● Supplied text:
** start **
Yoaz Hendel (; born 22 May 1975) is an Israeli politician, journalist, author, publicist and public activist. Dr. Hendel served as Israel's Minister of Communications, as a member of Israel's Security Cabinet and Ministerial Committee for Legislation, a Member of Knesset and as Chairman of his Party (Derekh Eretz). As of January 2023, Hendel is on a break from politics.
He was originally elected as a member of the Blue and White alliance in 2019, before leaving to form Derekh Eretz and serve as its Chairman in March 2020. A military historian by training, Hendel previously worked as a journalist, was the chairman of the Institute for Zionist Strategies (IZS), and taught academic courses at Bar-Ilan University. Between 2011 and 2012 he served as Director of Communications and Public Diplomacy for Prime Minister Benjamin Netanyahu. He was Minister of Communications from May 2020 to December 2020, and from June 2021 to the end of 2022. As Minister of Communications, Hendel led the fiber optics (high speed internet) revolution in Israel. Hendel completed a doctorate in history.

Early life 
Hendel was born to a father of Romanian-Jewish descent and a mother of Romanian and Polish-Jewish descent in Petah Tikva and grew up in the religious settlement of Elkana. At age 18 he joined the Israel Defense Forces, serving in the elite Shayetet 13 naval commando unit as a combat officer, last rank: Major. Hendel was discharged from the IDF after six years of service, and remained active for several additional years in the Israeli security system (last rank Lt-Colonel) and Prime Minister’s Office. During his time in the IDF, Hendel fought in the 2006 Lebanon War and the 2008/09 Gaza War (also known as Operation Cast Lead). He holds the rank of a Lieutenant Colonel in the Reserves where he served served until becoming a member of the Security-Cabinet. During his service in reserve duty, Hendel founded and led a Special Forces unit composed of elite teams from Sayeret Matkal (General Staff Reconnaissance Unit), Shaldag (Israeli Air Force Special Forces) and Shayetet 13 (Naval Commando).
** end **
Collected data entries
** start **
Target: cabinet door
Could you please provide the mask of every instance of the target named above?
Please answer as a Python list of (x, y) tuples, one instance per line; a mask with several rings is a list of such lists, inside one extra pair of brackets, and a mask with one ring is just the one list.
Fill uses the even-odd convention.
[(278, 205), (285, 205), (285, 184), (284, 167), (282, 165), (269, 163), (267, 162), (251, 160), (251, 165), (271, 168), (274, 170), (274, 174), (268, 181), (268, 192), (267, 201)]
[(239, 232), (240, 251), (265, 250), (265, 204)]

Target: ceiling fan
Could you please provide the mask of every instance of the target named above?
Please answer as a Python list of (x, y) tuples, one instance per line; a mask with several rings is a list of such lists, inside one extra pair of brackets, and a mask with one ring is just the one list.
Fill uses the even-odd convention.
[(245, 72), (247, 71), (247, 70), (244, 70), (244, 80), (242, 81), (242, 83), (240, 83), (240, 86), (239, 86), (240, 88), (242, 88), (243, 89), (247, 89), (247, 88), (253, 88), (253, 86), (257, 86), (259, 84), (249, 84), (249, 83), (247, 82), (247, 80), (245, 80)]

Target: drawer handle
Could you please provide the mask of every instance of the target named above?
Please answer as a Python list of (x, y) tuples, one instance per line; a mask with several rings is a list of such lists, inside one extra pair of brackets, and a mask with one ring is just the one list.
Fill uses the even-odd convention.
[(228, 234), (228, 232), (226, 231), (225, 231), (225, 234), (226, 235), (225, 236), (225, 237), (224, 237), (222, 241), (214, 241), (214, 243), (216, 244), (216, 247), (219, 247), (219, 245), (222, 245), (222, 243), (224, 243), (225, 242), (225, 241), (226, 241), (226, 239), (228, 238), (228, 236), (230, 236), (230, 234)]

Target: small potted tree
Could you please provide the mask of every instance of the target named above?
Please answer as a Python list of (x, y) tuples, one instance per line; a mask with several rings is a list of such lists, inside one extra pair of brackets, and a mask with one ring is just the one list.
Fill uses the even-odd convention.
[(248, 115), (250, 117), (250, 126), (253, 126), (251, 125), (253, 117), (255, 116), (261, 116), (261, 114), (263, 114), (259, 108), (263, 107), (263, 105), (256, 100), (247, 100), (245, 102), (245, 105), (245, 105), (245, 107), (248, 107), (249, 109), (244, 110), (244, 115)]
** end **
● Prompt:
Answer these questions using the Yoaz Hendel biography above:
(a) What party did Hendel leave Blue and White to form in March 2020?
(b) In which religious settlement did he grow up?
(c) Which naval commando unit did he serve in after joining the IDF at 18?

● Response for this exercise:
(a) Derekh Eretz
(b) Elkana
(c) Shayetet 13